◆ Bloc de texte:
▼▼▼
Histoire du Djihad, d’Olivier Hanne
Qu'est-ce que le djihad ? Loin de se confondre avec le concept de « guerre sainte », sa définition doit moins au Coran qu'aux interprétations contradictoires des penseurs et autorités islamiques. L'historien Olivier Hanne éclaire son développement, des balbutiements tribaux aux prétentions révolutionnaires et cristallisations sectaires contemporaines.
Le paradigme fondateur semble évident : alors que le christianisme doit justifier la violence par des constructions intellectuelles historiques, l’islam puise a priori dans le Coran et la vie du Prophète (Sunna, Sîra, …) les incitations, justifications et limites à l’action guerrière. L’exemple du Dieu crucifié des chrétiens ne fonde pas l’action violente, tandis que Mahomet se révèle historiquement à la fois marchand, prophète et chef de guerre (Jean Flori, Guerre sainte, jihad, croisade, 2002). De fait, à la différence du christianisme primitif, l’islam n’a dès l’origine aucune réticence à l’égard de l’action guerrière. Encore la razzia, la vengeance ou la répression ne sont-elles pas la « guerre sainte ». La racine j-h-d apparaît 35 fois dans le Coran. Elle permet à 22 reprises d’évoquer « un effort vers un but déterminé, travailler avec assiduité, zèle ou fermeté », et à 10 reprises seulement d’évoquer la violence.
▲▲▲
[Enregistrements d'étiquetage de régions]
▼▼▼
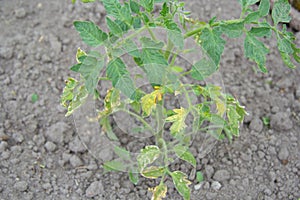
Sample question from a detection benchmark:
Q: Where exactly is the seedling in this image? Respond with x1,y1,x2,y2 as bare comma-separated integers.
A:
61,0,300,200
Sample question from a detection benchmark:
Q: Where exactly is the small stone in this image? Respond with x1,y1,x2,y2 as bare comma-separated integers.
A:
249,117,263,133
70,155,83,167
46,122,70,144
15,8,26,19
211,181,222,191
14,181,28,192
85,181,104,198
213,169,230,182
270,112,293,131
45,141,56,152
278,145,289,161
69,137,86,153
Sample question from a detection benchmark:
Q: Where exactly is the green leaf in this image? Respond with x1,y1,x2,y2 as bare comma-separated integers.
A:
106,58,135,98
103,159,127,172
141,90,161,117
221,20,244,38
129,0,140,14
114,146,131,160
171,171,191,200
106,17,123,37
140,0,154,12
196,171,204,183
248,27,272,37
244,34,269,73
200,28,225,66
78,52,104,94
173,144,196,167
137,145,161,172
166,108,188,135
74,21,107,46
141,166,165,179
149,183,168,200
272,0,291,26
244,11,260,24
128,170,139,185
191,58,218,81
61,78,88,116
258,0,270,17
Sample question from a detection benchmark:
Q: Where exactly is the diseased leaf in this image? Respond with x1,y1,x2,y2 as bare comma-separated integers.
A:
191,58,218,81
244,34,269,73
171,171,191,200
137,145,161,172
106,17,123,37
106,58,135,98
140,0,154,12
272,0,291,26
258,0,270,17
149,183,167,200
141,90,161,116
248,27,272,37
78,52,104,94
166,108,188,135
128,170,139,185
200,28,225,66
173,144,196,167
74,21,107,46
244,11,260,24
61,78,88,116
141,166,165,179
221,20,244,38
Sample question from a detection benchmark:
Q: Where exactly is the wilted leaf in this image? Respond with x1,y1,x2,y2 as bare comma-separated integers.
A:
171,171,191,200
166,108,188,135
137,145,161,171
149,183,167,200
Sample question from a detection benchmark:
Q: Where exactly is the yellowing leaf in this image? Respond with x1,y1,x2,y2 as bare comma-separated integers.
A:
76,47,87,63
149,183,168,200
216,98,226,117
141,166,165,179
166,108,188,135
141,90,162,116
▲▲▲
Relevez, dans le texte sur l'histoire du djihad, toutes les qualités sous lesquelles Mahomet se révèle historiquement.

◆ Réponse rédigée:
- marchand
- prophète
- chef de guerre